ТЕКСТ ДЛЯ ЧТЕНИЯ »
Но люди… Он сокрушался, что их осознание того, что колокол – элемент чисто музыкальный, еще спит очень крепким сном.

Однако звучали не только колокола, но и здания, деревья, металлы, стекло, драгоценные камни и даже сахарница на столе, которая именно соль-диез. Замечание о том, что «этот дом в стиле до 102 бемолей», смущало людей, но для него это было так естественно и гармонично! Каждый человек для него тоже звучал, даже если он при этом молчал или был изображен на фото. Марина Цветаева звучала как «ми семнадцать бемолей минор».

Интересно, что он мог слышать звучание предметов и людей, находящихся далеко от него.

Всегда знал, когда к дому подходил его отец. В это почти никто не верил.

Сараджев страдал оттого, что другие люди не слышат этого. И к тому же не видят. Не видят, что ре-мажор имеет темно-красновато-оранжевый цвет! Такое одиночество тяготило. А фальшивые музыкальные звуки причиняли боль.

Каждый предмет для него звучал и составлял звуковую и цветовую гармонию с окружающим миром. Цветовую потому, что Сараджев также видел звук, предметы и людей, излучающих цвета в своих музыкальных тональностях.

"Я будто бы единственный слышащий в мире глухих. Я живу как иностранец без знания языка, оказавшийся в чужой стране."

Сараджев совершенно ни на кого не похоже сочинял для рояля и прекрасно на нём играл, пытаясь передать «гармонизации» колокольного звона, но при этом очень холодно относился к этому инструменту.

Документально подтверждено, что им сделана нотная запись 317 «индивидуальностей» (обертоновых рядов) наиболее крупных колоколов всех московских церквей, монастырей и соборов (всего 295 колоколен и звонниц). Помимо традиционной нотной записи всю эту динамику звучаний колокола Костя описывал и изображал в виде «звукового дерева».


«Я звонил во многих церквах, но в некоторых церквах считали, что звоню я не так, как следовало бы, что это — грех именно так звонить, что господь накажет меня за такой звон; лица, слышавшие мой „звон", говорили, что он совершенно не таков, какой должен быть церковный, и что было бы замечательно, если бы удалось мне устроить колокольню, которая была бы чисто художественно-музыкальной, концертной...» (из письма М. П. Аркадьеву, заведующему сектором искусств Наркомпроса).

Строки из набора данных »
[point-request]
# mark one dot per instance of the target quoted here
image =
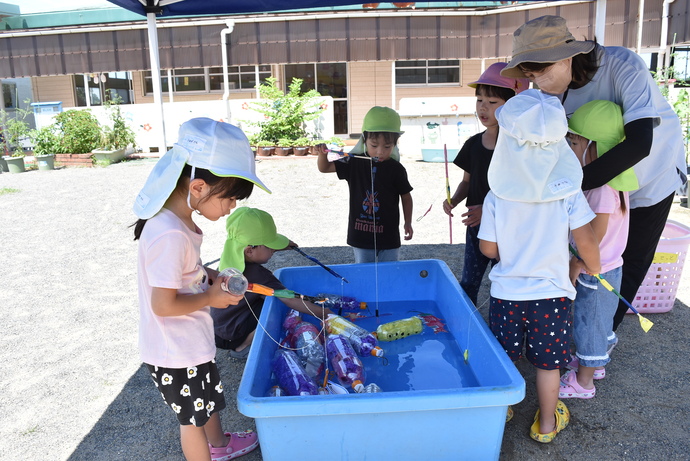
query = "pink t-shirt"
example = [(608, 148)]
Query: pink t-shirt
[(169, 257), (606, 200)]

ЗАДАНИЯ ДЛЯ ВЫПОЛНЕНИЯ »
1 - Перепишите без изменений все строки из набора данных, не включая изображения в ответ.
2 - Допишите следующую часть текста о Сараджеве и колоколах, начиная сразу после его последнего предложения.
Текст и строки — два отдельных материала, никак не связанных друг с другом.

ОТВЕТЫ ПО ЗАДАНИЯМ »
1 -
[point-request]
# mark one dot per instance of the target quoted here
image =
query = "pink t-shirt"
example = [(608, 148)]
Query: pink t-shirt
[(169, 257), (606, 200)]

2 -
Среди архивных материалов Сараджева — множество вариантов чертежей размещения колоколов на звоннице и устройства клавиатуры. Вот один из них

Один из восторженных отзывов об игре звонаря оставила актриса и журналистка Мария Гонта:

«На фоне синевы выделялся летучий силуэт человека, без шапки, в длинной рубахе, державшего в руках веревочные вожжи ушедших в небо гигантских коней. Маленькие колокола неистово гремели, раскалывая небо жарким пламенем праздничного звона. Большой колокол — как гром, средние — как шум лесов, а самые маленькие — как фортиссимо птиц. Оживший голос природы! Стихии заговорили! Это музыка сфер! Вселенская — теперь бы сказали — космическая!»

В 1920-х годах закрылся Никитский девичий монастырь. Сараджева всегда привлекал тембровый подбор колоколов этого монастыря. До 1930 года он поднимался на его колокольню, и люди собирались, приезжая из других районов города, чтобы слушать его удивительные концерты. Среди них были и Шаляпин, и Рахманинов. Казалось, что играл не один человек, а оркестр.

Умолкла и колокольня Сретенского монастыря. Набор ее колоколов называли «историческим памятником высоко музыкального достоинства», а сам Сараджев писал о них:

«Колокола, представляя из себя величайшую художественно-музыкальную научную ценность, никак, ни под каким видом не должны быть подвержены уничтожению».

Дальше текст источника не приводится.